[Direction] Copy out the lines below, from the line that contains "Accessibility service: describe the location of blue" through the line that contains "216,120 -> 345,353", requests included, and shift each answer coordinate up by 95.
***** Stored records
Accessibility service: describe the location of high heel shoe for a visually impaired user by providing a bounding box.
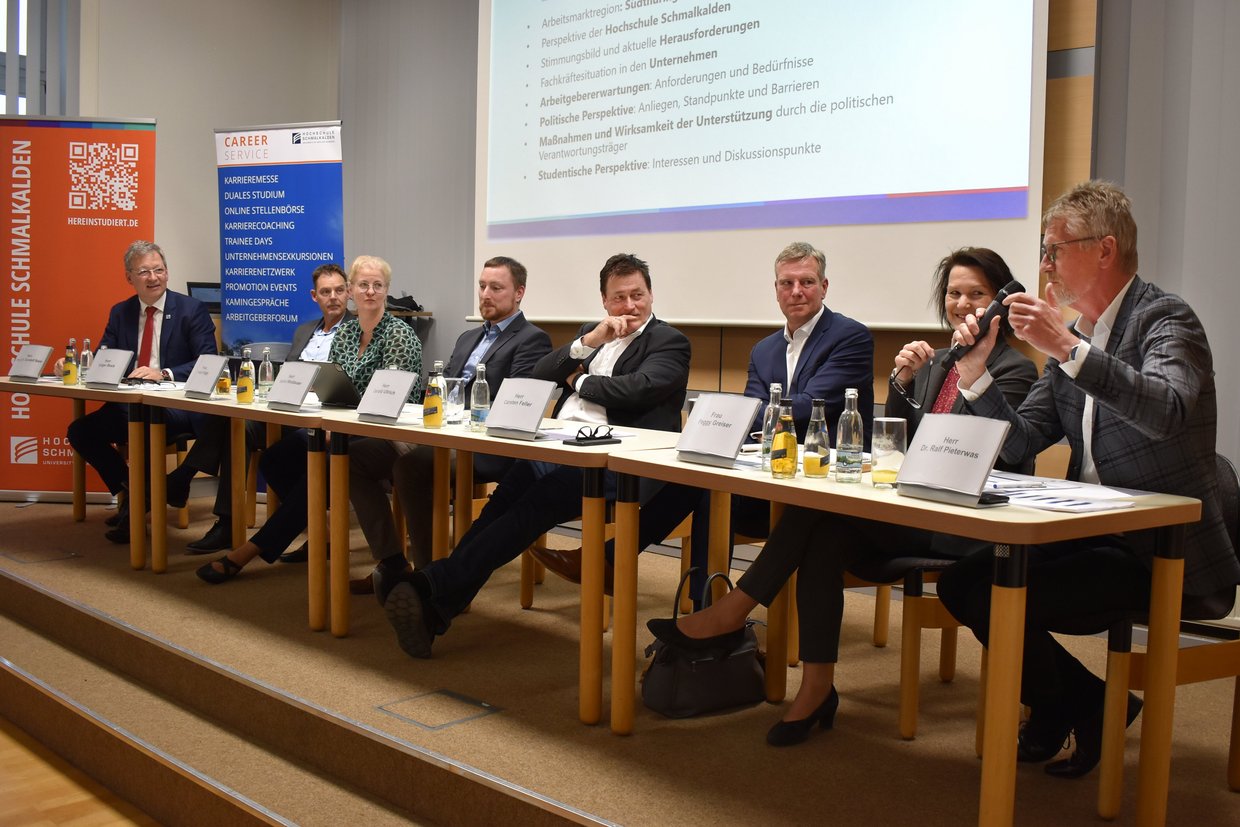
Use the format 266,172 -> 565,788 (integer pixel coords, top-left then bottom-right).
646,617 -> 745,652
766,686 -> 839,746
**********
***** Stored records
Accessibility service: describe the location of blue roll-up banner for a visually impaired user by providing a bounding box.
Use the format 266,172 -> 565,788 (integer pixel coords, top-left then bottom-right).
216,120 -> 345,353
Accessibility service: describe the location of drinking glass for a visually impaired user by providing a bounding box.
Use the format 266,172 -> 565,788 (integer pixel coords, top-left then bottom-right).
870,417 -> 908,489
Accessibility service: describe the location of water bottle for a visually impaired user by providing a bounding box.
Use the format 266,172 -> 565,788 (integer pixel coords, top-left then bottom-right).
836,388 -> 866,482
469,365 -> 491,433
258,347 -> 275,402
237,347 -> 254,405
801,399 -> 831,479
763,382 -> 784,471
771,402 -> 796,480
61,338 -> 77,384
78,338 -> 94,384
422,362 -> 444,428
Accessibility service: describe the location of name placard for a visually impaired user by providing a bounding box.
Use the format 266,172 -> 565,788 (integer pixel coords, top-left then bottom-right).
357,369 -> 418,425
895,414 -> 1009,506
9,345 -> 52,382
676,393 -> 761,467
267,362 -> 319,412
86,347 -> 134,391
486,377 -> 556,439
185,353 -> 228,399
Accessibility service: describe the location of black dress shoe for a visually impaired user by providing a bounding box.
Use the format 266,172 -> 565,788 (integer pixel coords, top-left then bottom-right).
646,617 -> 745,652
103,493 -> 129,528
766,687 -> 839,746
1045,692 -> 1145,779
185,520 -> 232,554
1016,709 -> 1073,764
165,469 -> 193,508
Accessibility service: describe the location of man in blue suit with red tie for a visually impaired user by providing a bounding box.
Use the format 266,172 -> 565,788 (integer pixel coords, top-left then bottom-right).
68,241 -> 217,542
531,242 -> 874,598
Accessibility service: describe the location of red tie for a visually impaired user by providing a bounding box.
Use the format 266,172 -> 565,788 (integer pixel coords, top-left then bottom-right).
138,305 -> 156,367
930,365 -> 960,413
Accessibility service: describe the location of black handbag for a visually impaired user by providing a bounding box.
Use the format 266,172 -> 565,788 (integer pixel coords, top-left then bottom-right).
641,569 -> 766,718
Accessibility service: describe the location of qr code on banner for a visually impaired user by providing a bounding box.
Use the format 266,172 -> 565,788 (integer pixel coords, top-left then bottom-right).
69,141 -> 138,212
**********
[Reply]
Accessibility service: describe the location of blue roll-up banner for a visually impaired user by providing a bounding box.
Use the format 266,172 -> 565,788 (integer pixel coords, top-left then bottom-right).
311,215 -> 440,448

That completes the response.